┏━━
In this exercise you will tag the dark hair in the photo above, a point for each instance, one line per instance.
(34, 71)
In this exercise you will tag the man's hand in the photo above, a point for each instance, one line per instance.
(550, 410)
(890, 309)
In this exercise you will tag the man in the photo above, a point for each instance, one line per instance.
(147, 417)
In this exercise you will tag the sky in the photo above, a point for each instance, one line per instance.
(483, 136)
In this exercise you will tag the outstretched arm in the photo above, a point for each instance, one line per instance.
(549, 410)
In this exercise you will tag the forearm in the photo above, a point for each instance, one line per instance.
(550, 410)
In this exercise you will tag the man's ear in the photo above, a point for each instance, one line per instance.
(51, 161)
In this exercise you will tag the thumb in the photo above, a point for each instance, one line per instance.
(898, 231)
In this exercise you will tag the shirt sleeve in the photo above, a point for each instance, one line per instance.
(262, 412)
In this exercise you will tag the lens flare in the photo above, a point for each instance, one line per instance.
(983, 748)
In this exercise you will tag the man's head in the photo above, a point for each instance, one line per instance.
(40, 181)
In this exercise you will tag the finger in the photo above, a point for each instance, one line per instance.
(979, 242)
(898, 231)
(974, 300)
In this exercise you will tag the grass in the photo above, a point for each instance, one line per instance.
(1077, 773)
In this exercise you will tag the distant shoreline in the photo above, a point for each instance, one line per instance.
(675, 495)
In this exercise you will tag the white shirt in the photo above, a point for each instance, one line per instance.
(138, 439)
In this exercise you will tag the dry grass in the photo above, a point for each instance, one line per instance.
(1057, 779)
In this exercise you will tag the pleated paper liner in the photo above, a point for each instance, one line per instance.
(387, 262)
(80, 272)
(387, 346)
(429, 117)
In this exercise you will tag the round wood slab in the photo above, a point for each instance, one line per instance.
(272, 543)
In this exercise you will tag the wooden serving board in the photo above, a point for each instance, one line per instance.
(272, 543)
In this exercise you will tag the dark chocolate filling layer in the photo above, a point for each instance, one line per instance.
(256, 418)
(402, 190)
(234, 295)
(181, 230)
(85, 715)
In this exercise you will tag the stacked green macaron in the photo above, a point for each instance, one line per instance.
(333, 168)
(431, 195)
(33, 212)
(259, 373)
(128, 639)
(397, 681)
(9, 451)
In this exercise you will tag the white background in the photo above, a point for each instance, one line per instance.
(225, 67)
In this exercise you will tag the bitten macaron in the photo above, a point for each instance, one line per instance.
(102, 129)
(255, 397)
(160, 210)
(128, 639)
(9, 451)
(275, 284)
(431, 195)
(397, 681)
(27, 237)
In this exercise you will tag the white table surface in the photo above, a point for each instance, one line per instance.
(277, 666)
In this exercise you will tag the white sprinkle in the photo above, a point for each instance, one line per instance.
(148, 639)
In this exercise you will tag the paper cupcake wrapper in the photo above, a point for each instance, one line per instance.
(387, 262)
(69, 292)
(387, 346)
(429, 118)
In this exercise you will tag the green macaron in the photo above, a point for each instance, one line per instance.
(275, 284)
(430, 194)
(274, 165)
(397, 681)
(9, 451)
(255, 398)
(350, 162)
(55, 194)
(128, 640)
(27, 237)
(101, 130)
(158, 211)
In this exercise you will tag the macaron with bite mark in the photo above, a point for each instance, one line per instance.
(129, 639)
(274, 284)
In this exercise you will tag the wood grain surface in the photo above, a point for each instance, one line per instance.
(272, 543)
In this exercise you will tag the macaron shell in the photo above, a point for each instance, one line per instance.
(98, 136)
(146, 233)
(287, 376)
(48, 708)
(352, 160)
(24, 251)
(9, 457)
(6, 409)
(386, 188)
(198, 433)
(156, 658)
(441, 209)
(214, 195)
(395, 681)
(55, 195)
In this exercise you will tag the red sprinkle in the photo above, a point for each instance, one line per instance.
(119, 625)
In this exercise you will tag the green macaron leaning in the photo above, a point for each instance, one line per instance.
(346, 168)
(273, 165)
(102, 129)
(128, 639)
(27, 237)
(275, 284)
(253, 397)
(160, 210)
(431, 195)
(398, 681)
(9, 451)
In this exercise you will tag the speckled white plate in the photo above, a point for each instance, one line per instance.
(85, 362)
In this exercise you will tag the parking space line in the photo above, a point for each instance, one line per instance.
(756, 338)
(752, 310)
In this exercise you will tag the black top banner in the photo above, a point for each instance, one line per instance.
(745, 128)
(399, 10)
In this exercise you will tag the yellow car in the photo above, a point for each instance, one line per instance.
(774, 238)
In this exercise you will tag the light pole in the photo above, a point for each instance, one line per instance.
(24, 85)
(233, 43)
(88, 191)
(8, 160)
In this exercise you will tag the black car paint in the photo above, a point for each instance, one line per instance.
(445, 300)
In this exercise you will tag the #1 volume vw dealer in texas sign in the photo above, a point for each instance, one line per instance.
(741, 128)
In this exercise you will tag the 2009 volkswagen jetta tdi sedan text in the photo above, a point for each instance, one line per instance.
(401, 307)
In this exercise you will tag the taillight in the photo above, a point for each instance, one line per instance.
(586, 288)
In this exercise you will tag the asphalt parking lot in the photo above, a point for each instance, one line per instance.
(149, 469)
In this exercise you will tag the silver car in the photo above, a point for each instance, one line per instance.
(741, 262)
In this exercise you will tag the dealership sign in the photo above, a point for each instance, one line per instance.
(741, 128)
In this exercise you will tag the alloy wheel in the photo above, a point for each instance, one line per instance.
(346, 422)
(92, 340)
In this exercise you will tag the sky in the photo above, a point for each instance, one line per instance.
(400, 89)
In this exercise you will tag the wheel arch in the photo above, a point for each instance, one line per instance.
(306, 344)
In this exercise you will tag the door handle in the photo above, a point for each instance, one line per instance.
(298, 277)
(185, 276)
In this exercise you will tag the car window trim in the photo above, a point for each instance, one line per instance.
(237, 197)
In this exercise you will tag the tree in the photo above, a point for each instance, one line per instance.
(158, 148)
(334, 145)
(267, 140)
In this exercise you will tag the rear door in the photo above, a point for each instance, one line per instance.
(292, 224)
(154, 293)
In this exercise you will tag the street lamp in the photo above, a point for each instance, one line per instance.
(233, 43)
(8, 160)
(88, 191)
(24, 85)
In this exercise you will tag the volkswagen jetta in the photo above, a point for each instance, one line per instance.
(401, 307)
┗━━
Retype all of the data shown above, word for word.

In this exercise you will tag the dark hair in the photo above, a point for each instance, one line per instance.
(34, 71)
In this exercise you will tag the man's hand in the photo above, a point for each instance, one line per instance.
(550, 410)
(890, 309)
In this exercise you will tag the man in the photo above, a point for each instance, one line per instance.
(147, 417)
In this exercise you will tag the sky in the photo above, a point for each instance, one line per instance.
(483, 136)
In this exercise you will tag the outstretched arm in the photo above, a point for each instance, one line per instance.
(549, 410)
In this exercise you will tag the forearm in the photo above, a point for each instance, one line per instance.
(550, 410)
In this exercise you will tag the man's ear in the photo above, a point for each instance, one line per instance.
(51, 161)
In this exercise you will tag the thumb in the photo above, a point for each instance, one line per instance.
(898, 231)
In this exercise you will tag the shirt sleeve in the photo above, a point for each instance, one line per instance.
(262, 412)
In this exercise you will tag the lens flare in the photo above, a point for each instance, one line per instance.
(983, 748)
In this exercise you will tag the man's head in the photo above, a point for each instance, one line per instance.
(40, 181)
In this exercise you will tag the finger in the photo above, a point for each instance, one line per instance.
(979, 242)
(898, 231)
(974, 300)
In this exercise you will tag the grass in the photo above, a point for each instance, one line per instance.
(1077, 773)
In this exercise you will tag the distant shoreline in the photo above, a point for each instance, one line per instance.
(675, 495)
In this exercise you will tag the white shirt in the photo above, a point for each instance, one line per instance.
(138, 439)
In this exercise you will tag the dry grass in the photo above, a point for each instance, one line per instance.
(1057, 779)
In this exercise you will tag the pleated paper liner in the photo above, a point for each instance, one line per instance.
(387, 262)
(80, 272)
(387, 346)
(429, 117)
In this exercise you will tag the round wood slab in the photo above, a point for each instance, one line per instance.
(272, 543)
In this exercise you will tag the wooden serving board in the photo above, a point for each instance, one line per instance.
(272, 543)
In this exercise you will tag the dark chocolate filling layer in the photo above, a point for each instance, one line per instance.
(256, 418)
(402, 190)
(234, 295)
(181, 230)
(85, 715)
In this exercise you will tag the stacked green macaron in the photo above, a point for each instance, one line per instance.
(333, 168)
(431, 195)
(33, 212)
(259, 373)
(128, 639)
(397, 681)
(9, 451)
In this exercise you will tag the white background in the photo above, a point for each instance, one line per instance.
(225, 67)
In this exercise you will tag the bitten macaron in the photo above, a point for each instance, one line per instance.
(102, 129)
(255, 397)
(160, 210)
(128, 639)
(9, 451)
(275, 284)
(431, 195)
(397, 681)
(27, 237)
In this exercise you will tag the white table surface in the photo above, a point for each instance, one line per instance.
(277, 666)
In this exercise you will tag the white sprinkle in the photo above, a point for each instance, one line per instance.
(148, 639)
In this exercise you will tag the paper cupcake wrapper in the photo above, a point for each instance, one line per instance.
(387, 262)
(69, 292)
(387, 346)
(429, 118)
In this exercise you will tag the green macaron in the photo above, a point for each instance, one line per instance.
(275, 284)
(430, 194)
(274, 165)
(397, 681)
(9, 451)
(255, 398)
(350, 162)
(55, 194)
(128, 640)
(27, 237)
(101, 130)
(158, 211)
In this exercise you will tag the macaron with bite mark in the photo above, a point for each instance, one line per instance.
(129, 639)
(274, 284)
In this exercise you will tag the wood grain surface in the photo above, a point for each instance, one line per instance.
(272, 543)
In this exercise you will tag the macaron shell in the photo above, a point for each instance, one line per instance.
(98, 136)
(146, 233)
(287, 376)
(48, 708)
(352, 160)
(24, 251)
(9, 457)
(6, 409)
(386, 188)
(198, 433)
(156, 658)
(441, 209)
(214, 195)
(395, 681)
(55, 195)
In this exercise you will tag the red sprinkle in the photo above, a point for each instance, one line per instance.
(119, 625)
In this exercise you will tag the green macaron leaning in the photo above, a point for each instance, one line per instance.
(346, 168)
(273, 165)
(102, 129)
(128, 639)
(27, 237)
(275, 284)
(253, 397)
(160, 210)
(431, 195)
(398, 681)
(9, 451)
In this exercise you will tag the speckled white plate in the photo above, a point for each instance, one line per instance.
(85, 362)
In this exercise you will tag the parking space line in the photo above, a point for each instance, one line per instance.
(756, 338)
(752, 310)
In this exercise you will tag the black top banner in the photo above, a point for each instance, one line per instance.
(745, 128)
(399, 10)
In this exercise you will tag the yellow car in the photo above, a point for each instance, one line per instance.
(774, 238)
In this exercise you will tag the light pole in the photo above, a point for each instance, one line per instance.
(24, 85)
(233, 43)
(88, 191)
(8, 160)
In this exercise you will tag the black car paint in the photo above, a point for each instance, one line per instance.
(445, 300)
In this exercise you will tag the #1 volume vw dealer in texas sign in the photo above, a point for each instance, one line per instance.
(741, 128)
In this exercise you will tag the 2009 volkswagen jetta tdi sedan text in the photo above, a point for each instance, one line per instance.
(401, 307)
In this exercise you will tag the taillight in the photo above, a point for each instance, one line per instance.
(586, 288)
In this exercise you will tag the asphalt parking lot in the photo above, a point for each instance, one line per instance.
(149, 469)
In this exercise you will tag the silver car in the photo above, a point for each instance, one line per instance.
(741, 262)
In this exercise you will tag the dealership sign in the photo above, a point for each instance, one line per instance.
(741, 128)
In this exercise you will tag the alloy wheel in the photo above, a point for each instance, one line per instance.
(346, 422)
(92, 340)
In this exercise you will tag the sky in the photo above, a point for each instance, one line per instance.
(400, 89)
In this exercise you will tag the wheel arch in the photo above, a point for each instance, one line per instance.
(306, 344)
In this exercise you will tag the door handle in the photo above, a point for each instance, one line per instance.
(298, 277)
(185, 276)
In this exercise you will tag the car window trim in the photo above, a point for each instance, one line per instance.
(237, 197)
In this exercise you will tag the tree in the photo above, a point for each instance, one line per instance.
(158, 148)
(334, 145)
(267, 140)
In this exercise you will tag the rear door in the photo above, a point for each instance, one line per instance.
(292, 224)
(154, 293)
In this exercise you will tag the street lamp in the photo above, a point for each instance, one line per instance.
(233, 43)
(8, 160)
(88, 191)
(24, 85)
In this exercise you will tag the volkswagen jetta in the photo above, a point for each instance, one line per instance.
(401, 307)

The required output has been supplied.